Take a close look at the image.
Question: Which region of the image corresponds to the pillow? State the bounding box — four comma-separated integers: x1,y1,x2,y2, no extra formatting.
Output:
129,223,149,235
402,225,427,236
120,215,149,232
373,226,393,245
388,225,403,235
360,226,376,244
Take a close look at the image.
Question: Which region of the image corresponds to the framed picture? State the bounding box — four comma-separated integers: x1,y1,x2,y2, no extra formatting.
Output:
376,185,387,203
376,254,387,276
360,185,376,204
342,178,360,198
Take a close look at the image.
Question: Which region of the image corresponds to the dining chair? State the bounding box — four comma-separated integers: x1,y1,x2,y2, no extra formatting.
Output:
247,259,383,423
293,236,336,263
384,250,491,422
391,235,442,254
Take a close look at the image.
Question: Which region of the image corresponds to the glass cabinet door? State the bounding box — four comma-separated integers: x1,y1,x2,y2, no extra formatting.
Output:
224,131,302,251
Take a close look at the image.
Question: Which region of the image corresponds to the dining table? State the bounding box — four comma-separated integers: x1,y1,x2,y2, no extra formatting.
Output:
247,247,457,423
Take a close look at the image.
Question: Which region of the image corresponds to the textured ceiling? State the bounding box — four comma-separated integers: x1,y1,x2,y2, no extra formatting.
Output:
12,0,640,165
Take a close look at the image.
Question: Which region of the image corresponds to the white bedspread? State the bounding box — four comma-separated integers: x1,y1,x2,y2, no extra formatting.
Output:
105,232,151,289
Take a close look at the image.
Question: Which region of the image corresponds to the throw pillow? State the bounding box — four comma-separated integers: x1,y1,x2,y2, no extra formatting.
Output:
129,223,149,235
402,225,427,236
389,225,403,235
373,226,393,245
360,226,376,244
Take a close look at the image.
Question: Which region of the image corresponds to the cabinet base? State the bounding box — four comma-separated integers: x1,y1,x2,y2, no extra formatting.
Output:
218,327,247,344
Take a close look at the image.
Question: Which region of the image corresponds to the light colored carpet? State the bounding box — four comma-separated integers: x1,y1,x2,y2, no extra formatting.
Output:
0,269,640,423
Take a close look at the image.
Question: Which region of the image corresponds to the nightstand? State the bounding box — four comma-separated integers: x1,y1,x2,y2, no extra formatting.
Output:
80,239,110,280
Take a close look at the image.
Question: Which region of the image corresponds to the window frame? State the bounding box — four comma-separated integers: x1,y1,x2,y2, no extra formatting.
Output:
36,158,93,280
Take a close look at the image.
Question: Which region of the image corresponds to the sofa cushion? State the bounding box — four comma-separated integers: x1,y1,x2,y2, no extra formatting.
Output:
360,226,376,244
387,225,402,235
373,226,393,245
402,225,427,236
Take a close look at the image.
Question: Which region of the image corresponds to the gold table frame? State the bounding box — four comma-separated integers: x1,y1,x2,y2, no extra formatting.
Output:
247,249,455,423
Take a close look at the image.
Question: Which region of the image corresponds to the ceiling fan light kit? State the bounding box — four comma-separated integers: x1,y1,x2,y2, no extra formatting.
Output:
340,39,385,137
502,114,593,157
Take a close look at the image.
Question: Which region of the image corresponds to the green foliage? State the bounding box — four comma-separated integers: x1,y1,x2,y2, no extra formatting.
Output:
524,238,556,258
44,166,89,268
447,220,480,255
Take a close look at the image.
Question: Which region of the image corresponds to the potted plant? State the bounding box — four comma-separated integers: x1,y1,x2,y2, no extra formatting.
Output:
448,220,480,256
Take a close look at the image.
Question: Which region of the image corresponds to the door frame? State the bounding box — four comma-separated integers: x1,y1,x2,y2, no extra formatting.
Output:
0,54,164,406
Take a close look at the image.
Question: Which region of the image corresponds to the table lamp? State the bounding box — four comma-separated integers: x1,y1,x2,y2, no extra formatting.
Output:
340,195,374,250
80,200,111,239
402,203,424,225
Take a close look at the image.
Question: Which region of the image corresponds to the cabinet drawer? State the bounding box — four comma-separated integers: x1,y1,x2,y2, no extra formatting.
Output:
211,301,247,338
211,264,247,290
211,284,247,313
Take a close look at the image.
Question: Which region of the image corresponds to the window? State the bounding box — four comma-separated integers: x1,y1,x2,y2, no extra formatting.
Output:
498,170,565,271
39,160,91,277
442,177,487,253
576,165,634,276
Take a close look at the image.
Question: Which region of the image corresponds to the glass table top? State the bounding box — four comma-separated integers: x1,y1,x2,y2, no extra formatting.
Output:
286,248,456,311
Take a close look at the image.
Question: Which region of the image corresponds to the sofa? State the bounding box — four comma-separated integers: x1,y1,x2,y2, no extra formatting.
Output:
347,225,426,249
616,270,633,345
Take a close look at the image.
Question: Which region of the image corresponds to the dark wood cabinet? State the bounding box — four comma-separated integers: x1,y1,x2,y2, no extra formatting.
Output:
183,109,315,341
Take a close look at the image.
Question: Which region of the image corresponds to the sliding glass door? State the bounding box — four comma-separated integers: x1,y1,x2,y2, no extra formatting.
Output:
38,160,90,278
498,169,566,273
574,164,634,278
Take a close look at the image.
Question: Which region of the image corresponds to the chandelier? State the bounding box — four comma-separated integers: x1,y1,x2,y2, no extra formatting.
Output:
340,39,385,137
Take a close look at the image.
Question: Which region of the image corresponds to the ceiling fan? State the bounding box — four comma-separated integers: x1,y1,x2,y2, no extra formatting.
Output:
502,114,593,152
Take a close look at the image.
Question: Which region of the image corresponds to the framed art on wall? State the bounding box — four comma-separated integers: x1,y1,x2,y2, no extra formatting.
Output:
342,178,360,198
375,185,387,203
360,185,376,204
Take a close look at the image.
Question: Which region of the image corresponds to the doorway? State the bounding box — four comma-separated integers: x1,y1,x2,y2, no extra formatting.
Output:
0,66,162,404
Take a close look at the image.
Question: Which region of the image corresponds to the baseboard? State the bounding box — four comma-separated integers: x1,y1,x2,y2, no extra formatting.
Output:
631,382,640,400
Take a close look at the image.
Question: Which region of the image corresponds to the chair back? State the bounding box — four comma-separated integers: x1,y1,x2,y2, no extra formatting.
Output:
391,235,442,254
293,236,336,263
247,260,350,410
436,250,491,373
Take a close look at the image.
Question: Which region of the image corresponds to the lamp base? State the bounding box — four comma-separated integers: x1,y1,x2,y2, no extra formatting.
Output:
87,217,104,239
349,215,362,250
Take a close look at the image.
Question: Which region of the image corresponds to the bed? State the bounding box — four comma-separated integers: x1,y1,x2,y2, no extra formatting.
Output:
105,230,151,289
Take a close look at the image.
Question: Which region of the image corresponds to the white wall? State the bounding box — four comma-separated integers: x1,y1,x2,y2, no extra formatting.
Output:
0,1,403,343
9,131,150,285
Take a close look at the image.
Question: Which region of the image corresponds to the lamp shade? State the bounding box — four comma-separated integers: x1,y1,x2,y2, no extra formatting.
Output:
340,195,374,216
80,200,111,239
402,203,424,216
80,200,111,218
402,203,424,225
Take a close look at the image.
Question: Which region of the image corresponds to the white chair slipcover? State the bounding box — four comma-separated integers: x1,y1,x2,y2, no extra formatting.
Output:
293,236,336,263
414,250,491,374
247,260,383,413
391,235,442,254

^^^^^^^^

** Job **
Convert the lines from the start of the records up to and including the line with "224,131,302,251" into a numbered list, leaving out any blank lines.

** The completed task **
1. Take a close look at the image.
2. Question: Which region of the image corresponds to the pillow? State the bounding box — four comma-separated integers: x1,y1,x2,y2, no extra formatting.
3. Output:
4. 129,223,149,235
5. 402,225,427,236
6. 120,215,149,232
7. 373,226,393,245
8. 388,225,403,235
9. 360,226,376,244
10. Take a close look at the image.
11. Question: Which region of the image corresponds to the framed picture? State the bounding box — four comma-separated integers: x1,y1,x2,y2, no extra formatting.
12. Output:
13. 376,185,387,203
14. 376,254,387,276
15. 360,185,376,204
16. 342,178,360,198
17. Take a close look at the image.
18. Question: Which region of the image corresponds to the dining chair? State the bounding box — four comma-separated integers: x1,y1,x2,y2, no extra formatting.
19. Output:
20. 247,259,383,423
21. 293,236,336,263
22. 384,250,491,422
23. 391,235,442,254
24. Take a close look at the image.
25. Question: Which region of the image corresponds to the glass cabinet door? State the bounding box — four comma-separated integers: x1,y1,x2,y2, no extra formatting.
26. Output:
27. 224,131,302,251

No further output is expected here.